WRITTEN PROBLEM 1 ->
Reproduce word for word the part of the text about the Cold War bunker that opens with the words "The bunker close" and closes with "still in operation...".

= = = = = = =

A place that was not opened until 2005 to the public is a bunker 18 flights of stairs down from the ground and protected by a fake building of 6 meters of reinforced concrete which is now the cold war museum. After both sides of the iron curtain started to build up massive stacks of nuclear weapons, the Russians began to build underground places from where the control could be kept alive for up to 90 days if a strike would hit the city. The fake building would have windows where light was turned on and off to make it look inhabited, while underground a whole different thing was going on. Even people working there were not aware of what was going on beyond their checkpoint. Access was through the building and - at night when the Moscow Metro stopped operating - the bunker had its own secret metro station. It's a whole city under the city. The visit itself is admittedly a bit touristy but nevertheless interesting. Once you stepped down the 18 flights of stairs you get to see a movie about the history of the cold war. From a Russian point of view. You also get to see the communication sites, can use some old phone switchboards, dress up in Soviet Uniforms, hold and AK-47 and have a shot. Of vodka.
The bunker close to Taganskaya Metro station is the only one known and open to the public, visits are only possible by appointment, so call ahead, they do have one English speaking guide. There are obviously more of these facilities, probably still in operation...

= = = = = = =

WRITTEN PROBLEM 2 ->
Gather every line of the records that contains the string "slab".

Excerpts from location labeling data
= = = = = = =

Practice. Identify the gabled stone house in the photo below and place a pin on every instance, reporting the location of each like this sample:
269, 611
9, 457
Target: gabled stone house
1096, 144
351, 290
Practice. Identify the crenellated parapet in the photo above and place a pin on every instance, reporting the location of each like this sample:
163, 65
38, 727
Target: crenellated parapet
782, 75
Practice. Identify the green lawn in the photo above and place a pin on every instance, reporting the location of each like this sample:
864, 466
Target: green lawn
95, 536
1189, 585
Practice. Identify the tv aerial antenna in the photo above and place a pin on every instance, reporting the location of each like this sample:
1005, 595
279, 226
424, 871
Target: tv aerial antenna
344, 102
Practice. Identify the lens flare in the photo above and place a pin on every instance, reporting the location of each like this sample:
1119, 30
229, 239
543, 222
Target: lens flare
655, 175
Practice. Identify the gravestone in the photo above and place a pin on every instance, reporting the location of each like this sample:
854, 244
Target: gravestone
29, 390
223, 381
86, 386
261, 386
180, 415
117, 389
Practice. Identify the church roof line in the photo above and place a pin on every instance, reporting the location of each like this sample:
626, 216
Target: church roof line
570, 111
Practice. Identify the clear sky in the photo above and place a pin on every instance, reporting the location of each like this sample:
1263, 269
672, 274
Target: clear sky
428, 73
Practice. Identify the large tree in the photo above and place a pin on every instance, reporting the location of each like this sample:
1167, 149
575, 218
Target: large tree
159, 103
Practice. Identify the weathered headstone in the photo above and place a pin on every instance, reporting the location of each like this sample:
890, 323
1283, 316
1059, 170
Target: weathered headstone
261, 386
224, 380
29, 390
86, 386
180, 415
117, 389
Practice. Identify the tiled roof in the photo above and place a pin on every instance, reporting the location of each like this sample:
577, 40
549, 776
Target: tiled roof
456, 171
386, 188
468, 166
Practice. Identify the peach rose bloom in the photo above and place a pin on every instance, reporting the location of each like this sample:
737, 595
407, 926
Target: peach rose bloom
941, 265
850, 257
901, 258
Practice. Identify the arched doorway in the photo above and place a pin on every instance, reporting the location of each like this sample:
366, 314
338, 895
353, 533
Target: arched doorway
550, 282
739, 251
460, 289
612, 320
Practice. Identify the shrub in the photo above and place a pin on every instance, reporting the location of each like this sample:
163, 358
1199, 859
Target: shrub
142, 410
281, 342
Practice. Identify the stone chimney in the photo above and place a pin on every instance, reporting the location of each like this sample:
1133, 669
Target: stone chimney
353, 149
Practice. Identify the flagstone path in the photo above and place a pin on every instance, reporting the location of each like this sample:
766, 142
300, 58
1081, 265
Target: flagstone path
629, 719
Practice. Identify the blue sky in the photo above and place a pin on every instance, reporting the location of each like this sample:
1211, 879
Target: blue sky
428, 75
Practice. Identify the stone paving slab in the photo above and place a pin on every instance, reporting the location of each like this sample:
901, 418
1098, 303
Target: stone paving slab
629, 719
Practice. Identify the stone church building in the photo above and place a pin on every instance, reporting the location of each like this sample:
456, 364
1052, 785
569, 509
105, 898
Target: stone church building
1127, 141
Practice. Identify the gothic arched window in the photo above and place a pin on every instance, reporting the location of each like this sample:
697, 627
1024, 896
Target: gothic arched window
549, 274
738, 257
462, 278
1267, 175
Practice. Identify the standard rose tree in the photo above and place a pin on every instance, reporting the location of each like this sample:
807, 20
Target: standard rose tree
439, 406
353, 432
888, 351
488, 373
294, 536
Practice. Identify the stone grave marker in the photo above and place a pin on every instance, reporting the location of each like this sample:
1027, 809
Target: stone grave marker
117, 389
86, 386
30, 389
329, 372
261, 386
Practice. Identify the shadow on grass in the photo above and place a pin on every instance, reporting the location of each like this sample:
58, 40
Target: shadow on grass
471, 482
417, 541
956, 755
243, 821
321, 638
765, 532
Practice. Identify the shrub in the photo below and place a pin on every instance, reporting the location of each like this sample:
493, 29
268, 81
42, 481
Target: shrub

= = = = = = =

FULL OUTPUT 1 ->
The bunker close to Taganskaya Metro station is the only one known and open to the public, visits are only possible by appointment, so call ahead, they do have one English speaking guide. There are obviously more of these facilities, probably still in operation...

FULL OUTPUT 2 ->
Practice. Identify the stone paving slab in the photo above and place a pin on every instance, reporting the location of each like this sample:
Target: stone paving slab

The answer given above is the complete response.